───── Extrait retenu
Une responsable de vente était citée, lundi matin, par son ancien employeur devant le tribunal correctionnel pour violation du secret professionnel.
« La société ne diffuse pas sa liste de clients. C’est le fruit de plusieurs décennies de travail. Ce sont des données essentielles pour prospérer dans la vente d’engins de chantier. » Parce qu’elle lui reproche d’avoir soustrait puis utilisé le fichier clients dans le but d’exercer une activité concurrente, l’entreprise avait cité son ancienne employée devant la 12e chambre correctionnelle.
Pendant cinq ans, l’actuelle quinquagénaire a occupé la fonction de responsable de vente (sales manager) avant de donner sa démission au printemps 2016. Après quelques mois sans travail, elle a intégré une autre société de vente d’engins de chantier. «Le préjudice a été découvert quand des clients fidèles ont signalé avoir reçu une lettre circulaire de sa part», poursuit Me Saliha Dekhar. Pour l’avocate de la partie requérante, il n’y a aucun doute que la quinquagénaire «a essayé de capter la clientèle de son ancien employeur. Elle a siphonné le fichier clients Outlook en ne laissant que quelques données secondaires sur son ordinateur.» La partie requérante réclame aujourd’hui 50 000 euros de préjudice ainsi que 2 000 euros pour indemniser les frais de procédure. «Cet incident a donné une mauvaise image de la société. Elle a dû déployer des efforts de communication», argue Me Dekhar.
L’ex-employée, quant à elle, clame son innocence : «Je n’ai pas emporté de contacts. Je ne vois pas l’intérêt. Je n’ai aucune animosité envers mon ancien employeur.» À la barre lundi matin, la quinquagénaire a expliqué avoir donné sa démission quand son père est décédé. À l’époque, elle n’aurait eu aucun nouvel employeur en vue. Après avoir passé plusieurs mois sans travail, elle avait démarré dans la nouvelle firme début octobre 2016.
La citée directe conteste également être à l’origine du fameux courrier circulaire adressé aux nombreux clients. Même si sa signature y figure, cela aurait été la décision de son supérieur, dit-elle. Quant à la disparition des contacts sur son ordinateur, elle déclare qu’en février-mars 2016 un virus avait attaqué son ordinateur. À la suite de quoi, son disque dur aurait dû être remplacé et le programme Outlook réinstallé.
──────────
───── Données fournies
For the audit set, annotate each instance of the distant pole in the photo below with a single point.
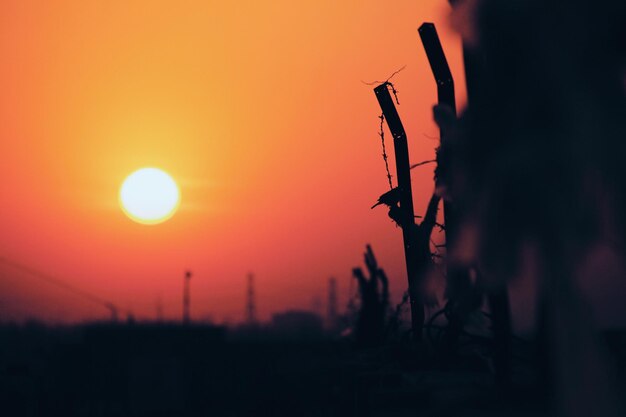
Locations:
(250, 304)
(403, 171)
(159, 307)
(186, 298)
(332, 303)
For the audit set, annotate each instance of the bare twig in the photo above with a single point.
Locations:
(423, 163)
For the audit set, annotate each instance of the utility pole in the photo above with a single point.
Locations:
(332, 303)
(405, 195)
(250, 303)
(186, 298)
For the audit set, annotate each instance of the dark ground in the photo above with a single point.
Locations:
(171, 370)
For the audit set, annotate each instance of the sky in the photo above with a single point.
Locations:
(261, 113)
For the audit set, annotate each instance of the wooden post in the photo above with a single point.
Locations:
(445, 95)
(403, 171)
(458, 278)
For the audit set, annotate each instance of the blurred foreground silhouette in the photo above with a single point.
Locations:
(532, 176)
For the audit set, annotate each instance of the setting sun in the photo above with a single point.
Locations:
(149, 196)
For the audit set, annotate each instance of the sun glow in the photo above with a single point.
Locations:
(149, 196)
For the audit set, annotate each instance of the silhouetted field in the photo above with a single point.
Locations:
(201, 370)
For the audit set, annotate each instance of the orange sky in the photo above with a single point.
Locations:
(258, 111)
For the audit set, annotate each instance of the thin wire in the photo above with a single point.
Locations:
(55, 281)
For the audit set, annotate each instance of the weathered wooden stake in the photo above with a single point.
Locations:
(403, 171)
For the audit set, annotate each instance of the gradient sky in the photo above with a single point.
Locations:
(257, 109)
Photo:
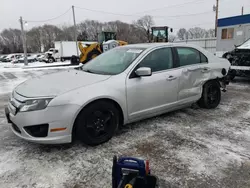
──────────
*Travail demandé*.
- A) Relevez, dans l'ordre où elles apparaissent, toutes les indications de date de l'article sur le procès du fichier clients qui mentionnent l'année 2016.
- B) Rédigez la suite de l'article sur le procès du fichier clients, à partir de sa dernière phrase.

*Réponses attendues*.
- A) printemps 2016 ; début octobre 2016 ; février-mars 2016

- B)
La défense déballe l’annuaire téléphonique
Son avocat a plaidé l’acquittement, demandant au tribunal de rejeter les préventions de la violation du secret professionnel et du vol domestique. «La liste de clients ne constitue pas un secret d’affaires», considère Me Nathan. «Une simple recherche sur Editus vous donne toutes les informations nécessaires. Il est possible d’y trouver 374 adresses d’entreprises du secteur au Luxembourg», argue-t-il. Toujours selon la défense, le document de la mise en route de la garantie des engins pouvait également livrer les contacts des clients. «Toutes les entreprises qui ont acheté du matériel sont enregistrées au siège de la société.»
En effet, l’ex-employeur de la quinquagénaire a, pendant de longues années, représenté cette firme allemande au Grand-Duché en vendant ses machines de chantier. Si l’on suit le témoignage du gérant technique, le chiffre d’affaires pouvait atteindre deux millions par an. Me Nathan n’a pas manqué d’insister sur l’accord de résiliation de cette représentation en 2016. Selon lui, les accusations contre la quinquagénaire trouveraient leur origine dans la dégradation de ces relations.
Or, pour la partie requérante, les explications de la défense ne tiennent pas la route. «Pourquoi le magasinier, qui s’occupe de la logistique, a-t-il également été destinataire de l’e-mail ?, a enfin soulevé Me Dekhar. Il semble qu’elle ait oublié de retirer le contact de son ancien collègue avant de faire partir la lettre circulaire. Car son nom ne figure pas sur Editus», a appuyé l’avocate.
Dans cette affaire, le parquet se rapporte à prudence de justice. Prononcé le 7 décembre.